** Exercise input **
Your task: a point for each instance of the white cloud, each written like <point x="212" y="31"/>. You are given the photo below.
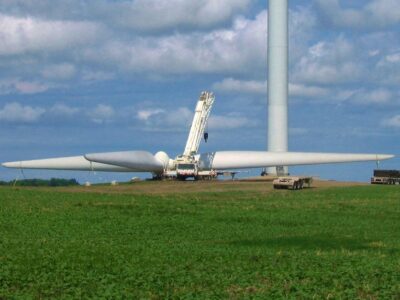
<point x="144" y="115"/>
<point x="374" y="15"/>
<point x="16" y="113"/>
<point x="161" y="15"/>
<point x="253" y="87"/>
<point x="328" y="63"/>
<point x="231" y="121"/>
<point x="9" y="86"/>
<point x="63" y="110"/>
<point x="135" y="15"/>
<point x="231" y="85"/>
<point x="102" y="114"/>
<point x="392" y="122"/>
<point x="238" y="50"/>
<point x="377" y="96"/>
<point x="61" y="71"/>
<point x="300" y="90"/>
<point x="21" y="35"/>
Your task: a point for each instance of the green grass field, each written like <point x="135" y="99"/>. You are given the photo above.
<point x="341" y="242"/>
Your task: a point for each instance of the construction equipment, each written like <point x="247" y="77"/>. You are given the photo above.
<point x="386" y="177"/>
<point x="186" y="165"/>
<point x="292" y="182"/>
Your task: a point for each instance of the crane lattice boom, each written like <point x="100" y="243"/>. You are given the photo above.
<point x="201" y="115"/>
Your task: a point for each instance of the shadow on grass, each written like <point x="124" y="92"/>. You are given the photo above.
<point x="306" y="243"/>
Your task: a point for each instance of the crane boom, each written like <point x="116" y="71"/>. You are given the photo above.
<point x="201" y="115"/>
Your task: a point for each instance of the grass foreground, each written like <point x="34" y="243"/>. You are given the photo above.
<point x="341" y="242"/>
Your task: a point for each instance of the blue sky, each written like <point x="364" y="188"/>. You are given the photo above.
<point x="94" y="76"/>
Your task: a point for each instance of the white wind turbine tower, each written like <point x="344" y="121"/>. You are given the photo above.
<point x="278" y="56"/>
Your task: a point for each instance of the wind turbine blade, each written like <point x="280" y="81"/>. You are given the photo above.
<point x="75" y="163"/>
<point x="257" y="159"/>
<point x="140" y="161"/>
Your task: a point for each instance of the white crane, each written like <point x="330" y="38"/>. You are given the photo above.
<point x="201" y="115"/>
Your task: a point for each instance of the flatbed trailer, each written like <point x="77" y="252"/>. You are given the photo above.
<point x="292" y="182"/>
<point x="386" y="177"/>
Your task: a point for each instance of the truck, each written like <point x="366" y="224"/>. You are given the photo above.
<point x="386" y="177"/>
<point x="292" y="182"/>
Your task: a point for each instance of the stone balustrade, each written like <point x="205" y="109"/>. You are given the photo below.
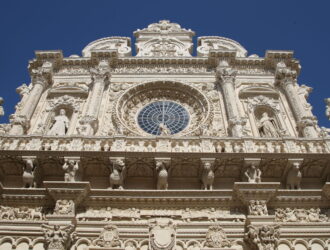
<point x="166" y="144"/>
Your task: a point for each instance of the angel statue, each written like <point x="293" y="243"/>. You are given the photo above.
<point x="268" y="126"/>
<point x="58" y="237"/>
<point x="60" y="124"/>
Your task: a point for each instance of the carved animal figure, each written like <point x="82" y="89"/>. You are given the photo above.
<point x="28" y="174"/>
<point x="162" y="177"/>
<point x="117" y="175"/>
<point x="207" y="176"/>
<point x="294" y="177"/>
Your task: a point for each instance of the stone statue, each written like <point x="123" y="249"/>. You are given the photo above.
<point x="28" y="174"/>
<point x="64" y="207"/>
<point x="60" y="124"/>
<point x="164" y="130"/>
<point x="58" y="237"/>
<point x="162" y="175"/>
<point x="1" y="108"/>
<point x="268" y="126"/>
<point x="70" y="167"/>
<point x="117" y="175"/>
<point x="258" y="207"/>
<point x="207" y="176"/>
<point x="253" y="174"/>
<point x="294" y="177"/>
<point x="327" y="111"/>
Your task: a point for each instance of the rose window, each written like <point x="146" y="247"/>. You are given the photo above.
<point x="163" y="118"/>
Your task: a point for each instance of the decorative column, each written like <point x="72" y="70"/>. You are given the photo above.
<point x="226" y="76"/>
<point x="287" y="79"/>
<point x="41" y="78"/>
<point x="100" y="76"/>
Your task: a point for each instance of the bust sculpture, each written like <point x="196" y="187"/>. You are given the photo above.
<point x="60" y="124"/>
<point x="268" y="126"/>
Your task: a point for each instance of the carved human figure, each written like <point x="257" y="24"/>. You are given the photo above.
<point x="268" y="126"/>
<point x="294" y="176"/>
<point x="60" y="124"/>
<point x="207" y="176"/>
<point x="29" y="174"/>
<point x="70" y="168"/>
<point x="164" y="130"/>
<point x="117" y="175"/>
<point x="327" y="111"/>
<point x="1" y="108"/>
<point x="253" y="174"/>
<point x="162" y="175"/>
<point x="58" y="237"/>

** Task details **
When copying the listing, print each line exactly but leave out every picture.

** Your response **
Your task: a point for each instance of the white cloud, each written like <point x="212" y="31"/>. You are given the photo below.
<point x="144" y="115"/>
<point x="374" y="15"/>
<point x="16" y="113"/>
<point x="161" y="15"/>
<point x="253" y="87"/>
<point x="328" y="63"/>
<point x="231" y="121"/>
<point x="9" y="86"/>
<point x="63" y="110"/>
<point x="135" y="15"/>
<point x="231" y="85"/>
<point x="102" y="114"/>
<point x="392" y="122"/>
<point x="238" y="50"/>
<point x="377" y="96"/>
<point x="61" y="71"/>
<point x="300" y="90"/>
<point x="21" y="35"/>
Your task: a point for each instance of the green grass field, each written like <point x="135" y="99"/>. You are given the photo above.
<point x="341" y="242"/>
Your task: a point for each instance of the construction equipment, each written like <point x="247" y="77"/>. You are given the photo above.
<point x="386" y="177"/>
<point x="186" y="165"/>
<point x="292" y="182"/>
Your task: a point for each instance of the crane lattice boom, each written like <point x="100" y="243"/>. You are given the photo above.
<point x="201" y="115"/>
Your task: a point for each instance of the shadow on grass, each written like <point x="124" y="92"/>. You are given the photo above.
<point x="306" y="243"/>
Your task: a point for each instance of the crane boom, each written like <point x="116" y="71"/>. You are given the photo above.
<point x="201" y="115"/>
Your task: a point for each instance of the grass foreground, each written like <point x="34" y="243"/>. You are given the photo above.
<point x="341" y="242"/>
Your task: a point for each instance of the blue sky, each written like <point x="364" y="188"/>. You are given the photo above.
<point x="94" y="76"/>
Your task: a point for each instance of the white wind turbine tower, each written like <point x="344" y="121"/>. You are given the photo above.
<point x="278" y="56"/>
Your task: a point for each instance of the wind turbine blade, each written like <point x="280" y="81"/>. You are given the photo above.
<point x="75" y="163"/>
<point x="257" y="159"/>
<point x="140" y="161"/>
Your task: a point for each instance of the white crane, each written like <point x="330" y="38"/>. You are given the photo above.
<point x="201" y="115"/>
Your task: a point for each instance of the flatbed trailer, each written like <point x="77" y="252"/>. You are given the photo above.
<point x="292" y="182"/>
<point x="386" y="177"/>
Your task: a point for each instance of the truck, each written like <point x="366" y="224"/>. You are given the photo above.
<point x="386" y="177"/>
<point x="292" y="182"/>
Your task: a point for each instance of the stone balustrade, each written like <point x="205" y="109"/>. You are given the photo below.
<point x="166" y="144"/>
Your task: a point for each instance of the angel statue, each written like <point x="293" y="243"/>. You are given the photo above.
<point x="268" y="126"/>
<point x="58" y="237"/>
<point x="60" y="124"/>
Your task: a point for each instance of the carved animal figure, each written like <point x="82" y="89"/>. You are given the photo above.
<point x="28" y="174"/>
<point x="162" y="177"/>
<point x="117" y="175"/>
<point x="207" y="176"/>
<point x="294" y="177"/>
Your task: a point for each instance of the stone statue, each written like <point x="123" y="249"/>. You are given the photo above.
<point x="28" y="174"/>
<point x="64" y="207"/>
<point x="60" y="124"/>
<point x="164" y="130"/>
<point x="58" y="237"/>
<point x="162" y="175"/>
<point x="1" y="108"/>
<point x="268" y="126"/>
<point x="70" y="167"/>
<point x="117" y="175"/>
<point x="258" y="207"/>
<point x="207" y="176"/>
<point x="253" y="174"/>
<point x="294" y="177"/>
<point x="327" y="111"/>
Your task: a point for each instance of the rose window, each written like <point x="146" y="247"/>. You are given the photo above.
<point x="163" y="118"/>
Your task: a point for each instance of the decorative column, each written like <point x="72" y="70"/>. You are given the photo above.
<point x="226" y="76"/>
<point x="287" y="79"/>
<point x="41" y="78"/>
<point x="100" y="76"/>
Your task: a point for each instance of the bust sculpture, each written like <point x="196" y="187"/>. You are given the photo above.
<point x="60" y="124"/>
<point x="268" y="126"/>
Your task: a point for each instance of the carved human figure, each written like <point x="257" y="24"/>. You are given the photo above.
<point x="268" y="126"/>
<point x="294" y="176"/>
<point x="60" y="124"/>
<point x="207" y="176"/>
<point x="29" y="174"/>
<point x="70" y="168"/>
<point x="164" y="130"/>
<point x="117" y="175"/>
<point x="327" y="111"/>
<point x="1" y="108"/>
<point x="253" y="174"/>
<point x="162" y="175"/>
<point x="58" y="237"/>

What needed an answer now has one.